▶ **OBJECTIVE 1**:
Reproduce the part of the strict context check discussion that begins at the words "anuraaga · 2021-03-26T05:19:13Z" and stops after the words "augment existing span?", keeping it word for word.

══ EXCERPTED PASSAGE

Enable strict context check and fix some context issues. #2637

anuraaga · 2021-03-26T05:18:25Z

No description provided.

anuraaga · 2021-03-26T05:18:36Z

.../src/main/java/io/opentelemetry/instrumentation/awssdk/v2_2/TracingExecutionInterceptor.java

@@ -168,6 +164,10 @@ public void onExecutionFailure(
  }

  private void clearAttributes(ExecutionAttributes executionAttributes) {
+    Scope scope = executionAttributes.getAttribute(SCOPE_ATTRIBUTE);


I don't get it. Both why this change is significant and your reaction to it :D

It's a real context leak with big damage - if sync AWS SDK request failed and a subsequent client request of some form was made, it would parent to the AWS SDK request (well it'd be suppressed as a result usually)! Hooray for strict context checking

anuraaga · 2021-03-26T05:19:13Z

...y/src/main/java/io/opentelemetry/instrumentation/rocketmq/TracingConsumeMessageHookImpl.java

-    Context traceContext = tracer.startSpan(Context.current(), context.getMsgList());
-    ContextAndScope contextAndScope = new ContextAndScope(traceContext, traceContext.makeCurrent());
-    context.setMqTraceContext(contextAndScope);
+    Context otelContext = tracer.startSpan(Context.current(), context.getMsgList());


Like similar netty libraries, there's no thread guarantee for before and end. Since there's no downstream instrumentation it's not a big deal anyways

What about e.g. user-provided message hooks that want to augment existing span?

════
══ INPUT ROWS

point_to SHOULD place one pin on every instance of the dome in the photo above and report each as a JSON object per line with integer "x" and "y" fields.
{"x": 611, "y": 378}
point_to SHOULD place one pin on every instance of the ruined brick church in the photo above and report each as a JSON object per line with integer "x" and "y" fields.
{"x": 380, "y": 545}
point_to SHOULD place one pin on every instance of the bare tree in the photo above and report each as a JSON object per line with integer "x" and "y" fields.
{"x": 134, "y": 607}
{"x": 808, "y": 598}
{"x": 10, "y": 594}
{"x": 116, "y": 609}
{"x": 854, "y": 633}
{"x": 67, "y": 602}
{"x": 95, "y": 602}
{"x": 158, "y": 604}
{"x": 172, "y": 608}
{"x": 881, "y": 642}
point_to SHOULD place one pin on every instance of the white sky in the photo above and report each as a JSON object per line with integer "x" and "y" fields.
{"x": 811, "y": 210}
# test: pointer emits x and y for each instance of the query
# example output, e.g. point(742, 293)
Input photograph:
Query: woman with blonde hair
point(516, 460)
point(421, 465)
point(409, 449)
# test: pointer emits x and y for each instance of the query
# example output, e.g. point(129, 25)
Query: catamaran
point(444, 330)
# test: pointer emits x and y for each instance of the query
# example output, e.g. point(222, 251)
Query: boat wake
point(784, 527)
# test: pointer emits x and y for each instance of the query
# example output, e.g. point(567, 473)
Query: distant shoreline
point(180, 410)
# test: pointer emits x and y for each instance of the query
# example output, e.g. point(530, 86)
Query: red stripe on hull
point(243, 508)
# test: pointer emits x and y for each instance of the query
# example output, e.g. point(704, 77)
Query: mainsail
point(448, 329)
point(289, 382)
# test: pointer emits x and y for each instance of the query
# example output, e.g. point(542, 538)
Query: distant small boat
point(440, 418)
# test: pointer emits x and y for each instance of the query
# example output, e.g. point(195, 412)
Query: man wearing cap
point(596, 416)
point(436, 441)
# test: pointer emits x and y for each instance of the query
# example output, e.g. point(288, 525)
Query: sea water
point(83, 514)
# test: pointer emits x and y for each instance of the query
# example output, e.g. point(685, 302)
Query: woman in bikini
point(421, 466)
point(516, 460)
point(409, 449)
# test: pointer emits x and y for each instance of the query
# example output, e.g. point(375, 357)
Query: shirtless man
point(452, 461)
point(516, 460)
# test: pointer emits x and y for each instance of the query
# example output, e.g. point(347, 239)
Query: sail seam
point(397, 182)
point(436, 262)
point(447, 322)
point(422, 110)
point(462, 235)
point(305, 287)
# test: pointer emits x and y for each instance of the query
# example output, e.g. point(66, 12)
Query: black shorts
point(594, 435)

════

▶ **OBJECTIVE 2**:
Find each line in the entries that contains the string "integer" and copy it out. Matching is case-sensitive.

▶ **OUTPUT 1**:
anuraaga · 2021-03-26T05:19:13Z

...y/src/main/java/io/opentelemetry/instrumentation/rocketmq/TracingConsumeMessageHookImpl.java

-    Context traceContext = tracer.startSpan(Context.current(), context.getMsgList());
-    ContextAndScope contextAndScope = new ContextAndScope(traceContext, traceContext.makeCurrent());
-    context.setMqTraceContext(contextAndScope);
+    Context otelContext = tracer.startSpan(Context.current(), context.getMsgList());


Like similar netty libraries, there's no thread guarantee for before and end. Since there's no downstream instrumentation it's not a big deal anyways

What about e.g. user-provided message hooks that want to augment existing span?

▶ **OUTPUT 2**:
point_to SHOULD place one pin on every instance of the dome in the photo above and report each as a JSON object per line with integer "x" and "y" fields.
point_to SHOULD place one pin on every instance of the ruined brick church in the photo above and report each as a JSON object per line with integer "x" and "y" fields.
point_to SHOULD place one pin on every instance of the bare tree in the photo above and report each as a JSON object per line with integer "x" and "y" fields.
point_to SHOULD place one pin on every instance of the white sky in the photo above and report each as a JSON object per line with integer "x" and "y" fields.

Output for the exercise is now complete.